TASK INSTRUCTIONS =>
In the piece on startups and the Black Swan event, take everything from "This is not" down to "70-80% gross margins." and write it out again, swapping "three quarters" for "nine months".

DOCUMENT EXTRACT =>

------------------------

Can startups navigate a Black Swan event?

Startups are constantly grappling with uncertainty ranging from changing investor sentiment around funding, business environment, competitive landscape among others. The outbreak of Coronavirus though is an unprecedented event. Clearly a Black Swan event, COVID-19, will bring out the best among startups with only the most focussed ones surviving.
“I see a replay of 2008 (Lehman Brothers crisis) scenario. We are seeing a very choppy business environment. It’s the time when the grain gets separated from the chaff. In the end we will know who was swimming without shorts,” said Deep Kalra, Chairman, Makemytrip.com.
One big question marks is nobody knows when the end of COVID-19 driven crisis might be in a few weeks, few months or a few quarters.
But one thing is clear; the path to scaling up and profitability becomes even more challenging for the hundreds of startups which attracted a record $10 billion in venture investments in 2019. Kalra, along with Rajan Anandan, Managing Director, Sequoia Capital and Yashish Dahiya, co-founder & CEO Policy bazaar were part of the panel discussion ‘Profitability and good governance the path to scaling Indian Startups’ discussing wide ranging issues from navigating COVID19 impact to, business outlook, unit economics and more.
On an optimistic note Anandan said, “Some of the best companies in the world were founded during crises - like Cisco and Airbnb.” In the short term however, for existing startups, he added, “We see demand slowing down, funding rounds will also slow down, sales forecast will be less reliable.
This is not a 30-day phenomenon but could go on for three quarters and for startups three quarters is a lot.”
Type of business determines how profitable that business can get, according to Anandan. For example, Freshworks, Druva are Unicorns with 70-80% gross margins.
Some of the ideas around edtech (education tech) can be very profitable and have high gross margins. “If you have a business where the average order value is low and you have to subsidise the order for the consumer to buy and build a large scale logistic network, that’s an inherently low gross margin business and unit economics are very difficult,” Anandan added. Most startups are in the second bucket with low gross margin, low order volumes and lot of subsidies. The latter set could see tough times ahead.

------------------------

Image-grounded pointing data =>
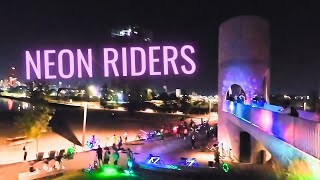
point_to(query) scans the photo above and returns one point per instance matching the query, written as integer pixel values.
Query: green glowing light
(130, 164)
(172, 167)
(112, 172)
(225, 167)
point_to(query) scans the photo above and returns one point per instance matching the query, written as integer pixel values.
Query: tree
(38, 90)
(185, 102)
(33, 122)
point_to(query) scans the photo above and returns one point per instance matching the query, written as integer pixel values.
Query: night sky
(295, 34)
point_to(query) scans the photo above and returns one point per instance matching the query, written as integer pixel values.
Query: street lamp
(84, 122)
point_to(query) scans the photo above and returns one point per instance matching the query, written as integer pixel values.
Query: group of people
(104, 157)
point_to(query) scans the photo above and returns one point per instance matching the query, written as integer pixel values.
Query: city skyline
(293, 57)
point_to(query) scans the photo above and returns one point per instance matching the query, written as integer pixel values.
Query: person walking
(114, 137)
(193, 141)
(99, 154)
(217, 156)
(125, 135)
(106, 157)
(115, 156)
(120, 143)
(25, 152)
(185, 133)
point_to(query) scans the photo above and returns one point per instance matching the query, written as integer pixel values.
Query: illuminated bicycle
(189, 162)
(93, 142)
(156, 160)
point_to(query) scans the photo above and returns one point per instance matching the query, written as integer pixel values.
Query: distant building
(132, 32)
(178, 92)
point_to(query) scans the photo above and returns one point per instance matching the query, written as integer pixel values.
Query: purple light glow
(131, 61)
(153, 60)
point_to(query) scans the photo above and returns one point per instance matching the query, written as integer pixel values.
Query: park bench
(39, 174)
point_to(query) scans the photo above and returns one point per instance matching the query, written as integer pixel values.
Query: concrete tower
(244, 56)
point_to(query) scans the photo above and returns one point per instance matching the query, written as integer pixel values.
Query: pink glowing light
(153, 61)
(87, 64)
(134, 71)
(108, 61)
(266, 121)
(171, 60)
(35, 66)
(48, 63)
(188, 59)
(10, 104)
(61, 63)
(124, 62)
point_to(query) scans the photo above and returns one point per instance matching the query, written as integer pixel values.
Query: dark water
(9, 105)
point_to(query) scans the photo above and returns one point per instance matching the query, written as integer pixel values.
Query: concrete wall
(244, 56)
(297, 162)
(300, 133)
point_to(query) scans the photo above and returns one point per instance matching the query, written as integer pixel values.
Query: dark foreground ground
(199, 174)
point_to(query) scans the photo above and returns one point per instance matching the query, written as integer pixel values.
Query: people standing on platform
(25, 152)
(217, 156)
(114, 137)
(115, 156)
(193, 141)
(120, 143)
(99, 154)
(185, 133)
(125, 135)
(106, 157)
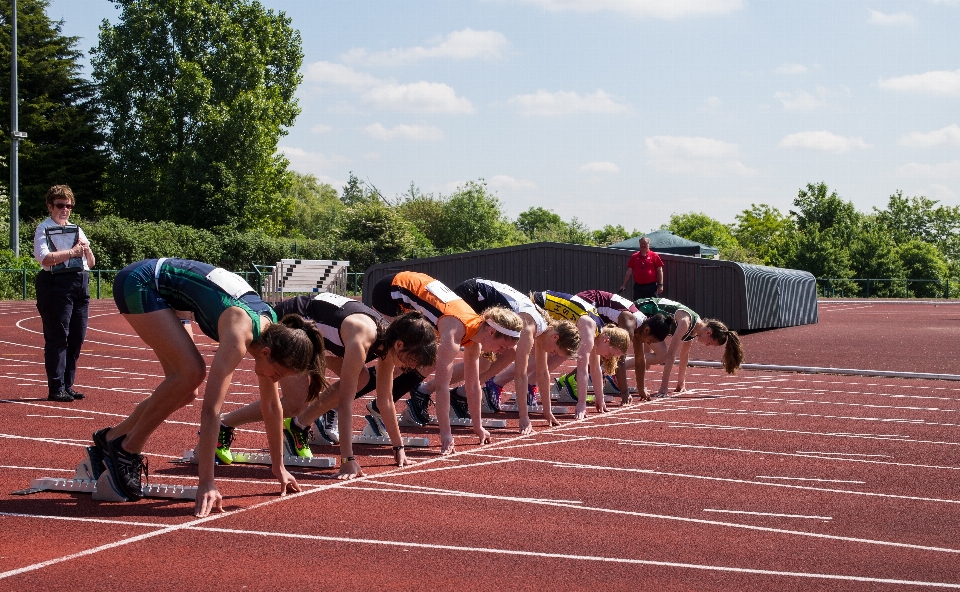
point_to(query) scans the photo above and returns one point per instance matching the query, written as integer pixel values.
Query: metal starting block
(102, 489)
(513, 408)
(263, 458)
(370, 435)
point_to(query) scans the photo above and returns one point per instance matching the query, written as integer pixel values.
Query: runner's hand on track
(287, 483)
(484, 436)
(208, 499)
(349, 470)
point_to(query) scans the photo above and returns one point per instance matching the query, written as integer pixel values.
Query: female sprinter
(496, 330)
(230, 312)
(540, 336)
(689, 327)
(353, 336)
(599, 345)
(616, 310)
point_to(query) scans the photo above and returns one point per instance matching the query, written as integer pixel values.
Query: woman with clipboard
(63, 295)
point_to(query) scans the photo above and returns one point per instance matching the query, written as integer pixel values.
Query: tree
(315, 207)
(56, 109)
(923, 261)
(703, 229)
(195, 95)
(762, 229)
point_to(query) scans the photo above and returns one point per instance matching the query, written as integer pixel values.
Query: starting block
(371, 435)
(454, 420)
(102, 489)
(513, 408)
(263, 458)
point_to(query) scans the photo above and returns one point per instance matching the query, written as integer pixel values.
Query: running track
(760, 481)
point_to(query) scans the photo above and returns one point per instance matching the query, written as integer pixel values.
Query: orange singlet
(420, 292)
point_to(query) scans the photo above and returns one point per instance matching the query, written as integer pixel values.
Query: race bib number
(331, 298)
(621, 301)
(234, 285)
(445, 294)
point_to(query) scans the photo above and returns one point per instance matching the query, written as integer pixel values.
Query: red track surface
(760, 481)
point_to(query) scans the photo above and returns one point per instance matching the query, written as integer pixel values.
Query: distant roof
(664, 241)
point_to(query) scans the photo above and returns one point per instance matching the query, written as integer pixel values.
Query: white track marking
(811, 479)
(566, 556)
(767, 514)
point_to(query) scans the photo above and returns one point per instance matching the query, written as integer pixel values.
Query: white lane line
(844, 454)
(566, 556)
(810, 479)
(767, 514)
(560, 464)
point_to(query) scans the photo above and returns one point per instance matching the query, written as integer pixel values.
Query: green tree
(195, 95)
(56, 109)
(922, 260)
(703, 229)
(315, 207)
(762, 230)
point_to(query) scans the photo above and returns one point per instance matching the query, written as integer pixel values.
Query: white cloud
(937, 82)
(327, 73)
(694, 155)
(802, 101)
(947, 135)
(943, 169)
(562, 102)
(823, 141)
(505, 182)
(600, 167)
(657, 9)
(899, 19)
(459, 45)
(790, 69)
(418, 97)
(409, 132)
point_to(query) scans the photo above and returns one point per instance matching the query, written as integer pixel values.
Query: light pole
(15, 137)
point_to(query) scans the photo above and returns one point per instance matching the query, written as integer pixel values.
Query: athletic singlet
(609, 306)
(482, 294)
(420, 292)
(207, 291)
(562, 306)
(328, 312)
(651, 306)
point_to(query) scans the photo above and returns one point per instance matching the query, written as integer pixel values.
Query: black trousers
(644, 290)
(63, 301)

------------------------

RESULT =>
This is not a 30-day phenomenon but could go on for nine months and for startups nine months is a lot.”
Type of business determines how profitable that business can get, according to Anandan. For example, Freshworks, Druva are Unicorns with 70-80% gross margins.